*Written instruction*:
In the passage about the Kinetis processor below, what change made programming the board reliable?

*Passage to read*:
┏━━
From the software perspective this was very interesting processor. Kinetis offers a Processor Expert tool that can generate the driver code for the peripherals automatically. This makes configuring clocks, ADC, I2C and all other peripherals much easier and it works really well also in practice. There are some things that it doesn‘t support, for example changing the timer speed at runtime is not possible. Still, it‘s always possible to use the registers directly to implement the missing functionality.
I had much difficulties in programming this board, programming would succeed only very rarely and most of the time programmer would either fail to recognize the processor or fail to write to the flash. I even managed to brick one microcontroller so that it couldn‘t be programmed anymore. The cause turned out to be that this processor requires capacitance at reset pin. I couldn‘t find a note about this on the datasheet, but without it programming is not reliable. When looking at the reset line with the scope it seems that processor will generate a sawtooth signal on it. It seems that without the capacitor processor will reset itself too quickly for the programmer to connect. After adding a 100 nF capacitor to the reset pin everything started to work reliably.
┗━━
*Dataset extract*:
┏━━
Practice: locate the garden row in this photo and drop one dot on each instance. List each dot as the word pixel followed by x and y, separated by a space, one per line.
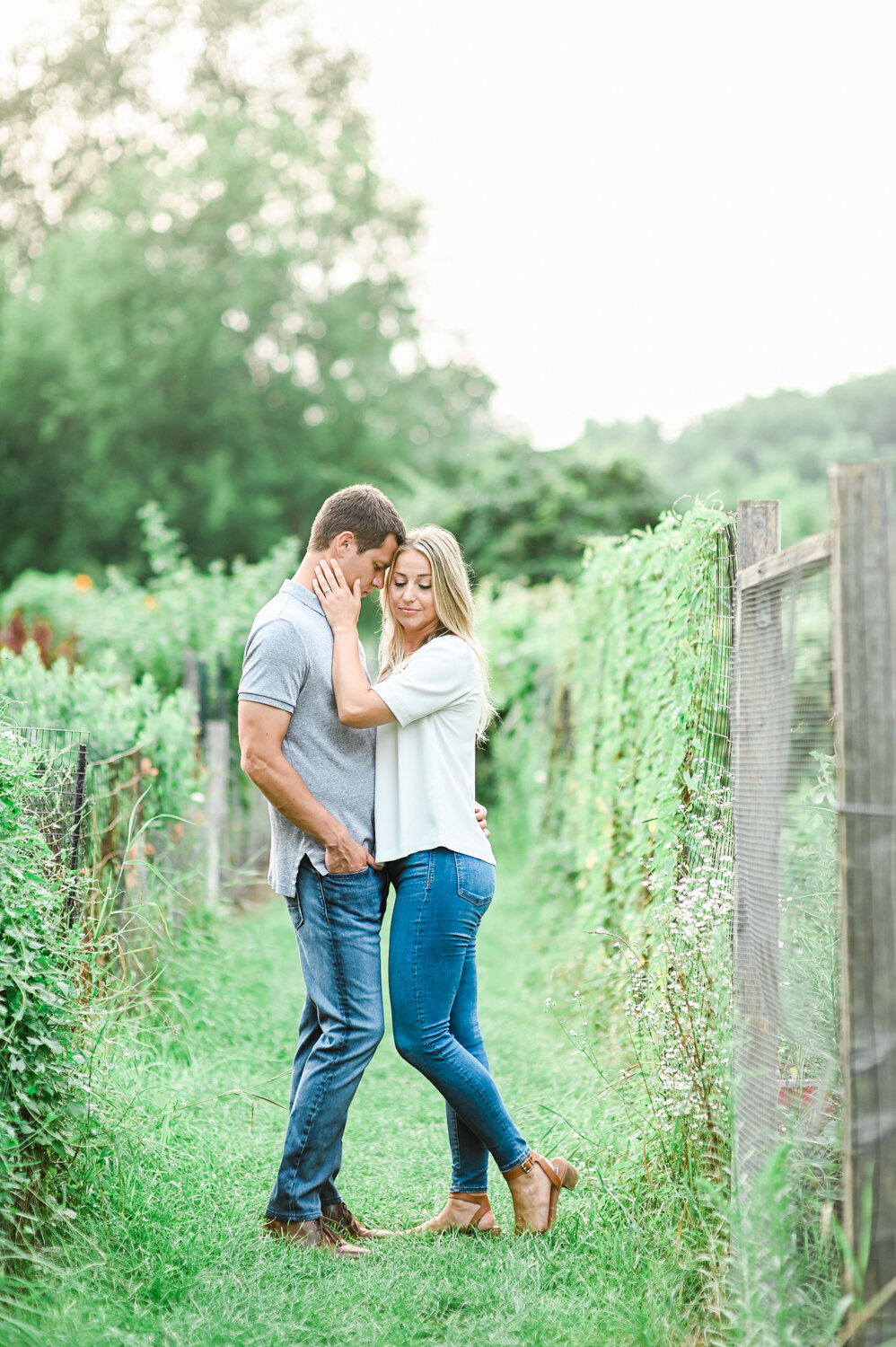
pixel 611 759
┗━━
*Response for this exercise*:
Adding a 100 nF capacitor to the reset pin.